** Start Material for this task **

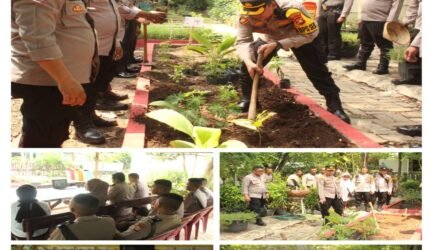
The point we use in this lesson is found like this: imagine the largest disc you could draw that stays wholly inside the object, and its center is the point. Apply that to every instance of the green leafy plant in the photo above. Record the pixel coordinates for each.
(231, 198)
(203, 137)
(228, 219)
(224, 104)
(276, 64)
(256, 124)
(214, 52)
(410, 191)
(347, 227)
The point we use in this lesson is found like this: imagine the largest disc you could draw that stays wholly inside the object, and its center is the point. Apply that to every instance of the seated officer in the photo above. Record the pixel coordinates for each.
(162, 187)
(286, 25)
(195, 199)
(165, 219)
(86, 226)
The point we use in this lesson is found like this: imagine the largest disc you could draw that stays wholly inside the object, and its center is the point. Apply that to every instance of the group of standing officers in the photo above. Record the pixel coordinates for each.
(334, 189)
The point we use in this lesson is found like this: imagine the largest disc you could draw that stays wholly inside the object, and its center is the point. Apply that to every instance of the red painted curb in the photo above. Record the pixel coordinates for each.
(351, 133)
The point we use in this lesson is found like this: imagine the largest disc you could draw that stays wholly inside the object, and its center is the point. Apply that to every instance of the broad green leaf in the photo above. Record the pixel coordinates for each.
(205, 137)
(162, 104)
(246, 123)
(233, 144)
(182, 144)
(173, 119)
(226, 43)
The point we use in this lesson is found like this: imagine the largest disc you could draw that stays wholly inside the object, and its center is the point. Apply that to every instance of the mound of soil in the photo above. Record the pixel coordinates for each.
(293, 126)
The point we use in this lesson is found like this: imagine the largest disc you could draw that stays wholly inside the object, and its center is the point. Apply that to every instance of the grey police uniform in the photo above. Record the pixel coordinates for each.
(330, 11)
(86, 228)
(291, 26)
(49, 30)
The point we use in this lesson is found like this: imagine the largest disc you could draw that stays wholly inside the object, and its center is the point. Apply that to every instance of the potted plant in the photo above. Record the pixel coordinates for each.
(350, 44)
(236, 222)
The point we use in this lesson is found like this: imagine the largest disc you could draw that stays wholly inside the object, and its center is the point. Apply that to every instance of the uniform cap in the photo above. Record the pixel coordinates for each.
(253, 7)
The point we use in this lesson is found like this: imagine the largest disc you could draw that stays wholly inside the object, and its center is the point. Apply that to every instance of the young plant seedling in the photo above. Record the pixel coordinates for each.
(203, 137)
(256, 124)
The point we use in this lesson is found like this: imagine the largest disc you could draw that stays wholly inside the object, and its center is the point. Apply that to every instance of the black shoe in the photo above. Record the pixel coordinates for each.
(126, 75)
(244, 105)
(101, 122)
(133, 69)
(86, 132)
(410, 130)
(110, 95)
(105, 104)
(357, 65)
(333, 58)
(137, 60)
(381, 70)
(407, 81)
(341, 114)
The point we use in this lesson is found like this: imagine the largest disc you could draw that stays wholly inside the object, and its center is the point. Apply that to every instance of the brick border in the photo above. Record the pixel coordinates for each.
(135, 132)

** End Material for this task **

Return all of the records above word for word, leaving out the pictures.

▸ **Solution to this problem**:
The point we use in this lesson is found like this: imagine the largest disc you could draw that stays wholly inside the object, and its center is the point. Apply that to every instance of the green leafy plant in the photo above. Record the pixel coordinates for each.
(231, 198)
(203, 137)
(228, 219)
(224, 104)
(276, 64)
(256, 124)
(214, 52)
(410, 191)
(347, 227)
The point we use in this lesson is found like this: imagine the largest disc you could draw that stays wholly inside the object, and its center is the point. Apply that to every instance of the seated officer in the photo above. Record the pixel coordinates for each.
(162, 187)
(286, 25)
(195, 199)
(165, 219)
(86, 226)
The point we use in this lesson is found like this: imagine the largest disc you could draw that stays wholly inside the object, and its center is the point. Apply that to every instance of the group of standing officers in the photo above. Record the pixel coordinates for each.
(334, 189)
The point we use in this lesson is found like this: imagine the largest disc you could draw that stays wholly inside the object, and its center is the point. Apply that to every instance of the red painted curb in the photo above. Record the pixel coordinates for each.
(351, 133)
The point we use in this lesson is found like this: imagine the largest disc you could draw that stays wholly inside the object, and its center is the point. Apply that to every instance of the broad green leaf in the photo above. Record the pixel coordinates for each.
(205, 137)
(162, 104)
(246, 123)
(233, 144)
(182, 144)
(173, 119)
(226, 43)
The point we use in this lesson is found like this: imagine the largest disc you could draw that stays wholly inside the object, and its center is the point. Apply that to every instance of the mound of soil in the photo above. Record the pixel coordinates for each.
(293, 126)
The point we use in this lesson is found like this: imagine the largest disc you could draw that stays wholly inside the object, and its center is the point. Apply that to every instance of the grey police uniform in the photo above. Record the pixel coordinates for each.
(330, 11)
(86, 228)
(291, 26)
(49, 30)
The point we use in this lesson is found like this: imagine the largest disc you could draw that stays wholly inside the object, and its center is the point. Apply that to every instance of the potted plant in the photo above. Record the pixel coordinates for each.
(350, 44)
(236, 222)
The point we use in this lesson is found like this: imagine the largest disc you could draw that stays wholly inside the object, and its center is the point. Apply that to every instance of the uniform cap in the photo above. Record the pixel coordinates for each.
(253, 7)
The point we use in this lesson is found like this: imagine the largest disc you could draw that stays wholly inside the object, and its center is the point. Apply that to every instance of the young plant seedling in the photo above. Record the pixel coordinates for each.
(203, 137)
(256, 124)
The point we use in this lesson is found like this: imagine the largest disc you could draw that stays wholly inside the object, and its center is the point. Apply that to every instance of the black shoe in the photo above. Record the pixel coordinates for each.
(126, 75)
(244, 105)
(101, 122)
(133, 69)
(86, 132)
(410, 130)
(110, 95)
(105, 104)
(357, 65)
(333, 58)
(137, 60)
(381, 70)
(407, 81)
(341, 114)
The point we use in this lesson is found like this: imagine the largest disc you could draw that stays wholly inside the object, and its center is the point. Apply that to every instance of the brick border in the photo above. Record the pixel coordinates for each.
(135, 132)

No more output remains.